§ **Work to be completed**: From the prostate cancer text below, list every figure the narrator gives about the biopsy and the Gleason score, and say what each one refers to.

§ **Reading text**:
************

Ok, I had been diagnosed with prostate cancer and had scheduled da Vinci robotic surgery at the local hospital with my urologist. What am I thinking now?

I’m thinking about how – in a few short weeks – I am going to be in an operating room, knocked out, and my doctor is going to be snipping away down there in my groin area. How much is he going to take out?   Is he going to preserve my nerve bundles, or isn’t he?

So I called him up to “lobby” for my case. “… Doctor, I just want to remind you that of the 12 needle samples you took in my biopsy, only one showed any sign of prostate cancer. And of that one sample, only 5% contained cancer.  So that’s pretty good, right?”

That means the prostate cancer is at a pretty early stage, right?  That means you can perform a double “nerve-sparing” procedure on me, right?

I was trying to “remind” the doctor of my specific case, so he wouldn’t go cutting all over the place.

I was also sure to mention that my Gleason score, a measure of prostate cancer’s aggressiveness, was a very middle-of-the-road 6. (This can go all the way to 10, which is the most aggressive score).

************

§ **Dataset extract**:
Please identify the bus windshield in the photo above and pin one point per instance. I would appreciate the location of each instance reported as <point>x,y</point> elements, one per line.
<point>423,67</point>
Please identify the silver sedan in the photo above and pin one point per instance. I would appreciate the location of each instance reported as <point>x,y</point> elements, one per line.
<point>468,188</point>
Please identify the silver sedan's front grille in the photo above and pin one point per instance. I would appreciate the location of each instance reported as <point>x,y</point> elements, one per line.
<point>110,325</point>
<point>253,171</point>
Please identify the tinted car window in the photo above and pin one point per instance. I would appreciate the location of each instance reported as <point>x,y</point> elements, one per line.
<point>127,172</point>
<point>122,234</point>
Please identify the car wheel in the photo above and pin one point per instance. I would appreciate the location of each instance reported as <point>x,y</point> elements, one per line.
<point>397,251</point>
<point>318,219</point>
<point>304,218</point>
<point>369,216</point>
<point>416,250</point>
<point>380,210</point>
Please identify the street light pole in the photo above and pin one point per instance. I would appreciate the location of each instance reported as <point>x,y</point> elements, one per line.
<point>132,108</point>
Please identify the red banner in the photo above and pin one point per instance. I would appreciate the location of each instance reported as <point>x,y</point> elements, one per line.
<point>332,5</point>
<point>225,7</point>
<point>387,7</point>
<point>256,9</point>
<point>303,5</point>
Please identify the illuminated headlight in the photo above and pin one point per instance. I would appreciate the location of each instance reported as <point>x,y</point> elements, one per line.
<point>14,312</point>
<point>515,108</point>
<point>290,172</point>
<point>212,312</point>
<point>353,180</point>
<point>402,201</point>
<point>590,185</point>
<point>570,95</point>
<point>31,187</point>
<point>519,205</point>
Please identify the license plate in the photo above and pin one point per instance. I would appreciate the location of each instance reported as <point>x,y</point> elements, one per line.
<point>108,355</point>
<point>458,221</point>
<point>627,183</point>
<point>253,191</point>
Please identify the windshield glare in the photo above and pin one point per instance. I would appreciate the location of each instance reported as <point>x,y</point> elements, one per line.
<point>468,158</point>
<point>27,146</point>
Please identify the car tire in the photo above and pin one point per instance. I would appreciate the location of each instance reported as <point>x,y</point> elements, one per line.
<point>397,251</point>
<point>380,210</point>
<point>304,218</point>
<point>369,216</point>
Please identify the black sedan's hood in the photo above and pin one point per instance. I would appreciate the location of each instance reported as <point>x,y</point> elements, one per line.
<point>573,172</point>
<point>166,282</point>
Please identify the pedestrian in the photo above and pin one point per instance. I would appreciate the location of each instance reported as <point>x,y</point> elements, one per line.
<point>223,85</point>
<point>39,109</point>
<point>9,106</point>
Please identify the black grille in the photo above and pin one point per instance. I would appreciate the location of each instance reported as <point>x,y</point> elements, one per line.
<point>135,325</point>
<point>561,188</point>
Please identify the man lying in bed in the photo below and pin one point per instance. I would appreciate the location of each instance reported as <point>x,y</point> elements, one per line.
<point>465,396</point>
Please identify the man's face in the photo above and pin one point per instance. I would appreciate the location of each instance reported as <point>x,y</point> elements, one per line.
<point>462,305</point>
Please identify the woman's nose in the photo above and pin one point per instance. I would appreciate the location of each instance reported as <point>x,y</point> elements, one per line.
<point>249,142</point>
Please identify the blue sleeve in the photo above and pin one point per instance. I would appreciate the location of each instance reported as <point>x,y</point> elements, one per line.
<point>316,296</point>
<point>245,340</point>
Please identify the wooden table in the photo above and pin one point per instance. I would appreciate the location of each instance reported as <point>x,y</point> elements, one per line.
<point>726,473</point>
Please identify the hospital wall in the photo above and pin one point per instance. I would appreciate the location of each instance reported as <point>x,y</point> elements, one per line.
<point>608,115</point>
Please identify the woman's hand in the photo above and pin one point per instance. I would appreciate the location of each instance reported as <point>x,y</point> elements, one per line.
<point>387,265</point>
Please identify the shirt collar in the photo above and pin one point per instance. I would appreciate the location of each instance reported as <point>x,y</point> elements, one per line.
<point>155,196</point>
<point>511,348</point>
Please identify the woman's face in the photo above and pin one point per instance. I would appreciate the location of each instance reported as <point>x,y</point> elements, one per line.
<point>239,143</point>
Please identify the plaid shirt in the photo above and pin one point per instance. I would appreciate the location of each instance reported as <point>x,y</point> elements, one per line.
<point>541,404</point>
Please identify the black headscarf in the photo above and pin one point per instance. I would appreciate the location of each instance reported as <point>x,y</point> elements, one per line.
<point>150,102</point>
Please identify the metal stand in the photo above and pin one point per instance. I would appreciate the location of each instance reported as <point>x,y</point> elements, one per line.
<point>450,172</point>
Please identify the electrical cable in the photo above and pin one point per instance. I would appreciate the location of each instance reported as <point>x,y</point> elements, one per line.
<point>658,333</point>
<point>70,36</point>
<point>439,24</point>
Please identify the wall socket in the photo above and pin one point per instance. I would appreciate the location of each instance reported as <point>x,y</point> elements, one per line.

************

§ **Exercise result**:
- 12: the number of needle samples taken in the biopsy
- One: the number of those samples that showed any sign of prostate cancer
- 5%: the share of that one sample that contained cancer
- 6: the narrator's Gleason score
- 10: the highest Gleason score, the most aggressive